Recorded data:
=======

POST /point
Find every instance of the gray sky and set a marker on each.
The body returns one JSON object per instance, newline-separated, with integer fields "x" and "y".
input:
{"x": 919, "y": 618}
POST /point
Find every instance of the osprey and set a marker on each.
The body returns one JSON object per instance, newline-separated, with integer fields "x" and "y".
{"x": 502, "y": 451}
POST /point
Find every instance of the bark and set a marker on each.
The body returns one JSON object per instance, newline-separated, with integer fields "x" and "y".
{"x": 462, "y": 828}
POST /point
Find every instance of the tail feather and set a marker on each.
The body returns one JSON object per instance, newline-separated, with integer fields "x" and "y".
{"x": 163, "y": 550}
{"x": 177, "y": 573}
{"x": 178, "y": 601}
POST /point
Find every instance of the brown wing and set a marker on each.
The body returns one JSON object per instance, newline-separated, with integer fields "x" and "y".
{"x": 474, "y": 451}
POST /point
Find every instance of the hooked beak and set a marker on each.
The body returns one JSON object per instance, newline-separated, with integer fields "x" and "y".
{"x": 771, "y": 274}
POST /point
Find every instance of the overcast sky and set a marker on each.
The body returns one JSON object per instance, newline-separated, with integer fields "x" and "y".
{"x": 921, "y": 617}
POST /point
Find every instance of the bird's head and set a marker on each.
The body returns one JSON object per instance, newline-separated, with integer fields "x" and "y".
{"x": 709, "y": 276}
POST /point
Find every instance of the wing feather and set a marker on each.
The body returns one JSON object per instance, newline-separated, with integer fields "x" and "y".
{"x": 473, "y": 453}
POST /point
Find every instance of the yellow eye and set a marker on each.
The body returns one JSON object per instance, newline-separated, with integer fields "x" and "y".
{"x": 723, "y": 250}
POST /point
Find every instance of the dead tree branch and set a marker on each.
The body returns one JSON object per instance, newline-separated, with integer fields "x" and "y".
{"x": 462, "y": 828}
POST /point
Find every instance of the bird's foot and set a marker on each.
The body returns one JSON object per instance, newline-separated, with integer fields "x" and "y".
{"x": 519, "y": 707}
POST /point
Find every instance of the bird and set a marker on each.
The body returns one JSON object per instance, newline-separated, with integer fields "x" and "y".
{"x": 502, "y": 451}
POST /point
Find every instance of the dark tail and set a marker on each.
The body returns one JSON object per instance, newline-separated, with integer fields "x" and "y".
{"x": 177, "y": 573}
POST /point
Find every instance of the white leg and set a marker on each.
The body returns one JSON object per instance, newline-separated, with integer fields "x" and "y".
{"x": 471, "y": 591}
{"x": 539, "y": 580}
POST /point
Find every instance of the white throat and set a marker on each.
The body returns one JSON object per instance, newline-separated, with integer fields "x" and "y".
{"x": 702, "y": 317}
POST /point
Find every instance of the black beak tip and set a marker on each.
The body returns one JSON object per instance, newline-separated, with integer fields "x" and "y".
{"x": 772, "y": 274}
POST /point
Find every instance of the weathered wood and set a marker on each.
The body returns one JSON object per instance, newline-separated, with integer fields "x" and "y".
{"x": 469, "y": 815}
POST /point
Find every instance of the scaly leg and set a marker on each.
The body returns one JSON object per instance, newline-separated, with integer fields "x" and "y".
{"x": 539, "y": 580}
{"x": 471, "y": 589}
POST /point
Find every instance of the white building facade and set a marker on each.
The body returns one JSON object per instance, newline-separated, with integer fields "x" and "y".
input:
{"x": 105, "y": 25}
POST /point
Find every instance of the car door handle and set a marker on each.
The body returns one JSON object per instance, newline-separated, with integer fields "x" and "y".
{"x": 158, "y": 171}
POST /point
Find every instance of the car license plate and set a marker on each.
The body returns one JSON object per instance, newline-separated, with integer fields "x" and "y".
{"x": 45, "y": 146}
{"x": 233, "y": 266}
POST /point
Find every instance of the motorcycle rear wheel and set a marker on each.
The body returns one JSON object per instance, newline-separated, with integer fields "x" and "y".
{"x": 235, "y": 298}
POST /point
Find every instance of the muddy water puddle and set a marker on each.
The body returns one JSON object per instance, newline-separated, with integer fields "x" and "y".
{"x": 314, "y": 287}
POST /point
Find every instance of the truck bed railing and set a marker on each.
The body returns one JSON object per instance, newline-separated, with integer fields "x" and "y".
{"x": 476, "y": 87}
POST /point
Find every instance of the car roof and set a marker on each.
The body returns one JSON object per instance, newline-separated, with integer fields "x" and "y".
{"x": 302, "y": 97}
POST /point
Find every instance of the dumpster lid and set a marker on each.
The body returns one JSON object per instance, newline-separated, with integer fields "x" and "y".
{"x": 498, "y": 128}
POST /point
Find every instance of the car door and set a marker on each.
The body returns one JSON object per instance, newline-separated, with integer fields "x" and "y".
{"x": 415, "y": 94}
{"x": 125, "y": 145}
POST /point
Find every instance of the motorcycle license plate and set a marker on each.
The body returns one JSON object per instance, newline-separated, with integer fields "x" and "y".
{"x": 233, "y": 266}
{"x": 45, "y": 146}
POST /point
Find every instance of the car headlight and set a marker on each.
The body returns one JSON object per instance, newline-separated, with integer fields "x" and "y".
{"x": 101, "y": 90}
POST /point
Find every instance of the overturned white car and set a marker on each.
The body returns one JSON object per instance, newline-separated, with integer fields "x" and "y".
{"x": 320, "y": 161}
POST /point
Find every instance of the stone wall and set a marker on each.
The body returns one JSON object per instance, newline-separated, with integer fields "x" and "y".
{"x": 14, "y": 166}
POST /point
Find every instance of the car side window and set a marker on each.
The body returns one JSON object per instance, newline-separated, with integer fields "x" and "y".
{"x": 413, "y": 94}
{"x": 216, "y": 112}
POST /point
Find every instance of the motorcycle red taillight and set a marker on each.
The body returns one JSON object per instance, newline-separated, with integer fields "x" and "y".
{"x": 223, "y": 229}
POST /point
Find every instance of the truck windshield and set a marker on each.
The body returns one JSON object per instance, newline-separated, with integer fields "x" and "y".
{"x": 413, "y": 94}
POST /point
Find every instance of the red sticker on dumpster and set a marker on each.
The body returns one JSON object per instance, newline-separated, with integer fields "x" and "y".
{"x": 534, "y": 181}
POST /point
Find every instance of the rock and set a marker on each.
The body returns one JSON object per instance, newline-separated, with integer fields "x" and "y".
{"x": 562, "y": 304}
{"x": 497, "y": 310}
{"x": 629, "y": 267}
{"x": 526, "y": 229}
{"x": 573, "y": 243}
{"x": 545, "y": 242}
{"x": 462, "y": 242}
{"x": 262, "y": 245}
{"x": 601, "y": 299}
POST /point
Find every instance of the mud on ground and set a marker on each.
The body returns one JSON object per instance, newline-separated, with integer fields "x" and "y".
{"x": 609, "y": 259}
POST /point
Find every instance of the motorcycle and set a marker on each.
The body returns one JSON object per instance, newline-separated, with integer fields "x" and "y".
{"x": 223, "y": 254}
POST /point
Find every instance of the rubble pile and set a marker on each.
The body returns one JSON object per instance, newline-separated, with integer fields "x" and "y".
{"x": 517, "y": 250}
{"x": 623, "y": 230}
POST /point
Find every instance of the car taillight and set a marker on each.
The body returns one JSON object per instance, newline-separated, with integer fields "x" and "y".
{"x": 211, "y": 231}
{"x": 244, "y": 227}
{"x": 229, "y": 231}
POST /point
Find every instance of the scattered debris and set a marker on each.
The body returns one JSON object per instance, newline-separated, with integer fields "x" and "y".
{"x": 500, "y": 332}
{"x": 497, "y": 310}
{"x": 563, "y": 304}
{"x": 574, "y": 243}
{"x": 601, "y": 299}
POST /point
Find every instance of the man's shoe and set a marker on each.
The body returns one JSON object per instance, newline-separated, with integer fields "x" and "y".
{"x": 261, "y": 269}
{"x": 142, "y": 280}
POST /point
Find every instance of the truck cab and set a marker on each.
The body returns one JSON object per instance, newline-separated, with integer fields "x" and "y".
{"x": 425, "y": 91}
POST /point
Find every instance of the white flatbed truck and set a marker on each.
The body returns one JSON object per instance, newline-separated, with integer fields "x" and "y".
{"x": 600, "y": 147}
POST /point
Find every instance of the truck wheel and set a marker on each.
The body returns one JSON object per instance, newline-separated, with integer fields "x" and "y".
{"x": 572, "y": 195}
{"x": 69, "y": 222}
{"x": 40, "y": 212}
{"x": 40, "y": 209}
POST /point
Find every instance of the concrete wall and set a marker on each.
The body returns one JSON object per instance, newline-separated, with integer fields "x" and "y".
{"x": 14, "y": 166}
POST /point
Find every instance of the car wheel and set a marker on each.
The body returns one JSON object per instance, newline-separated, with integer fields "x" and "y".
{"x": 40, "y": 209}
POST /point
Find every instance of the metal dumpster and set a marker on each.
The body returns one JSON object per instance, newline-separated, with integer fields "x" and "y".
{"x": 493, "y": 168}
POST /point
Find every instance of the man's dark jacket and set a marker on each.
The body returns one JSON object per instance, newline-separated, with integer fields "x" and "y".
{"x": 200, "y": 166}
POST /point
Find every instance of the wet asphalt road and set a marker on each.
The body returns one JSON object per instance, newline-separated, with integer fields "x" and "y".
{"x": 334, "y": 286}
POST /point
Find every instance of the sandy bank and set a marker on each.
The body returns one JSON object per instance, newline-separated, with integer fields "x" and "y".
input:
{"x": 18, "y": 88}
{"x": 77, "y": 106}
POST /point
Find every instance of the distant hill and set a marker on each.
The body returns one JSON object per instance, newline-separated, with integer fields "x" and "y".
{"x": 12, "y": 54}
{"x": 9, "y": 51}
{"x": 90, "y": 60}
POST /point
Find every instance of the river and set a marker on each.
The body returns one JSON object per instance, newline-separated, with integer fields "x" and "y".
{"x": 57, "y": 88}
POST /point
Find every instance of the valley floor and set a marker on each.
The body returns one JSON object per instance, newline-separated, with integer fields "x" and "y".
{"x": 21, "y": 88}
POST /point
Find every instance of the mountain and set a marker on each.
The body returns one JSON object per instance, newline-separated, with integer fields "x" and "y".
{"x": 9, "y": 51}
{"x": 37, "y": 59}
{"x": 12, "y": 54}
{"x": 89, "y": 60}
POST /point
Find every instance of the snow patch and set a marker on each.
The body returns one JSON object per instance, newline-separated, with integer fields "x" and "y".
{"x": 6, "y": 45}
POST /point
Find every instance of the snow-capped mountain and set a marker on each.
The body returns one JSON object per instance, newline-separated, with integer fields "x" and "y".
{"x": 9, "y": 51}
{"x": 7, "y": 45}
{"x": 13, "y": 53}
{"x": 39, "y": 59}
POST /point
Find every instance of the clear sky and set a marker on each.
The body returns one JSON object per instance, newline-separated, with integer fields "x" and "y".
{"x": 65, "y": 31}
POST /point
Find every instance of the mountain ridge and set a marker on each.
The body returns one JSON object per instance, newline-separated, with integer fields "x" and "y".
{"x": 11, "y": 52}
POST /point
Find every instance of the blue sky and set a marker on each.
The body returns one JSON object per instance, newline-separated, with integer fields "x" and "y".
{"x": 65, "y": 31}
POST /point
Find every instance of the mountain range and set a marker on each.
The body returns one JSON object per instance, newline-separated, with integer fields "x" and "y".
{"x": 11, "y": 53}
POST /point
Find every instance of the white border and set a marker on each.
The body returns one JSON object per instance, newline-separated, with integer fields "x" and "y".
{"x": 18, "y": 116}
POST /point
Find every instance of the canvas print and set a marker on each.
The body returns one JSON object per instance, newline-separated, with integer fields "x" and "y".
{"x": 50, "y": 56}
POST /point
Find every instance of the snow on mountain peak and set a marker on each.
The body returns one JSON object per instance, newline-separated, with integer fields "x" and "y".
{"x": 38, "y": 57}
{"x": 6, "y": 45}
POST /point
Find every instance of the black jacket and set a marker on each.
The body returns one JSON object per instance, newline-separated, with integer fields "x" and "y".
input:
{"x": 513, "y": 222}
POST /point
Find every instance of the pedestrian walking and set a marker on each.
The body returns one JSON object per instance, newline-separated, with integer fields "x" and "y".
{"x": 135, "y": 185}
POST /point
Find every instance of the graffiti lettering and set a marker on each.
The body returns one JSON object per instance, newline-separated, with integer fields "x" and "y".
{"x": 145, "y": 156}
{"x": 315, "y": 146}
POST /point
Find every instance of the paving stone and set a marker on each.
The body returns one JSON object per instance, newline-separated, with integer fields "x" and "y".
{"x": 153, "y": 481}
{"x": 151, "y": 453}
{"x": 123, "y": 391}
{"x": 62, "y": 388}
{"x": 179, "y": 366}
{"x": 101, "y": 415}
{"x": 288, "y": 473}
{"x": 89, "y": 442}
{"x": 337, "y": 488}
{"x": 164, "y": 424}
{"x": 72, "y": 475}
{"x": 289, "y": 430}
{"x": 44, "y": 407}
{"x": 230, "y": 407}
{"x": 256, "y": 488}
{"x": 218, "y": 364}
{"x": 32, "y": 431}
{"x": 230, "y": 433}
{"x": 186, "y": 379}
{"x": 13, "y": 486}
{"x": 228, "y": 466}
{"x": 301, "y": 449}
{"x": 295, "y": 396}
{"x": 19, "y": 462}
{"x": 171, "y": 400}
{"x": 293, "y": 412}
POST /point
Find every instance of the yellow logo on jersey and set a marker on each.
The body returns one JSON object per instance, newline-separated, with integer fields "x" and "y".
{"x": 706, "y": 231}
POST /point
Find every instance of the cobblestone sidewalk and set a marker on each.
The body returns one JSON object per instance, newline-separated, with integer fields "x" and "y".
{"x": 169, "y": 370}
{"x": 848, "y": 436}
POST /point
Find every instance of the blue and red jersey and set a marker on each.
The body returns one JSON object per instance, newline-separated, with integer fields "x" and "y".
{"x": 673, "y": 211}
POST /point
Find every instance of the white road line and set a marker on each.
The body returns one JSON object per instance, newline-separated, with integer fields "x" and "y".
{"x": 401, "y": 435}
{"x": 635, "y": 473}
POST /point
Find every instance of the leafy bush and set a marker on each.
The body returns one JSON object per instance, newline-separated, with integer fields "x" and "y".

=======

Challenge: Return every line above that contains the string "plate".

Result of this task:
Find every instance of the car license plate and set a marker on each.
Find every instance of the motorcycle license plate and set a marker on each.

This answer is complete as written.